## Given task
Rewrite the items from the line containing "Query: canal water" through the last line, requests included, and shift every coordinate in the answers by adding 74 to it.

## Input rows
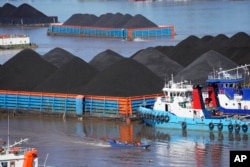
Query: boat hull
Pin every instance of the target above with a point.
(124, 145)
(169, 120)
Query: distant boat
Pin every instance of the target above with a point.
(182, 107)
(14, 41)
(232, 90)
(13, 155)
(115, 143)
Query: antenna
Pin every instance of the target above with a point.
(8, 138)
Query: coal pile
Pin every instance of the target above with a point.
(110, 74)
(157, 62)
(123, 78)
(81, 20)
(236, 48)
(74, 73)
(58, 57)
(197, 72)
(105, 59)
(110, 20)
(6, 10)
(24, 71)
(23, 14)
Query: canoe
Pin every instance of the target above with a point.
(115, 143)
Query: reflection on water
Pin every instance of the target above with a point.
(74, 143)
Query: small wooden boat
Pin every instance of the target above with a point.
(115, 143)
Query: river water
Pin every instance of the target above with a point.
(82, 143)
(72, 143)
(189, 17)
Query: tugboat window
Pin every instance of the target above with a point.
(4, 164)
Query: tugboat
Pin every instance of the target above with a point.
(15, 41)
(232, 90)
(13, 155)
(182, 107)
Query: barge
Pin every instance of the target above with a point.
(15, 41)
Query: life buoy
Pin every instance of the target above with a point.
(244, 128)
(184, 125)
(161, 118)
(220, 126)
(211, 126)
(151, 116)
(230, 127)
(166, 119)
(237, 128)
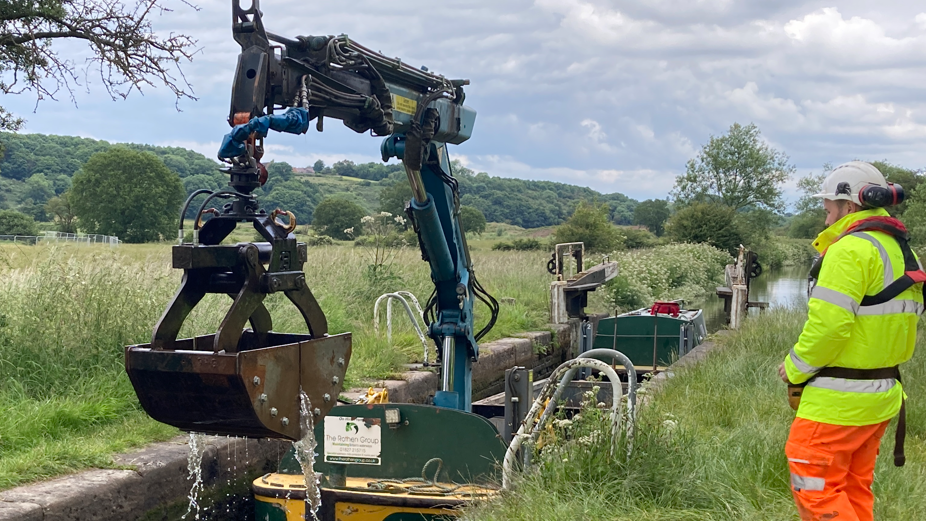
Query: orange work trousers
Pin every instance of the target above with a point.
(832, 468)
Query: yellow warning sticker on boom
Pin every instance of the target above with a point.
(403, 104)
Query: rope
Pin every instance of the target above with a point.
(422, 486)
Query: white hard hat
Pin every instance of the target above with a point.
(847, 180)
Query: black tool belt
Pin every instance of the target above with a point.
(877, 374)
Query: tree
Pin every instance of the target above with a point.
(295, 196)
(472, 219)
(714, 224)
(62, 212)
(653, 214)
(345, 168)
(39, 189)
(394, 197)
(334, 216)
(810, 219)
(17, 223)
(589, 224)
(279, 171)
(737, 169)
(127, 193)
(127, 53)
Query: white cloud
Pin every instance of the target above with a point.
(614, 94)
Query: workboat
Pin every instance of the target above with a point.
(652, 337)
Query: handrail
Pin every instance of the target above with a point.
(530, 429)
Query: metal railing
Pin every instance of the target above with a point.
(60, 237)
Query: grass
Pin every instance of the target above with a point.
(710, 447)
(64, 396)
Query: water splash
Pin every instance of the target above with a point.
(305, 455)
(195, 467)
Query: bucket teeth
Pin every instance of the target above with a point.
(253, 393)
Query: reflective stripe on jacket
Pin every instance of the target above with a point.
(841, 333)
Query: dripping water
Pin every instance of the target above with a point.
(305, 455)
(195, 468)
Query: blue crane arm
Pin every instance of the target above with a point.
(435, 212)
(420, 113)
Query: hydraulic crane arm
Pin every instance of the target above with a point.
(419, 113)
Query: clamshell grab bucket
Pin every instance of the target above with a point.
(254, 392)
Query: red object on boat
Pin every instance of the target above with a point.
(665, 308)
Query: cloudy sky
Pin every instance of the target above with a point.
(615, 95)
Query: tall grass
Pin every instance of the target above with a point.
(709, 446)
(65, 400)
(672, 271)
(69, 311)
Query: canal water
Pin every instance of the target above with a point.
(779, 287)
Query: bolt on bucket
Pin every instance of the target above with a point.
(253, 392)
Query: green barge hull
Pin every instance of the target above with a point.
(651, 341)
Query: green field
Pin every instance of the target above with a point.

## Reply to the exercise
Query: canal water
Pin every instance of the target above with a point.
(853, 361)
Query: bolt on bucket
Pin every instance of the target above with a point.
(327, 466)
Query: green barge hull
Pin every instance of the target above with a point.
(725, 415)
Query: green field
Pin every instance of the target above with a point.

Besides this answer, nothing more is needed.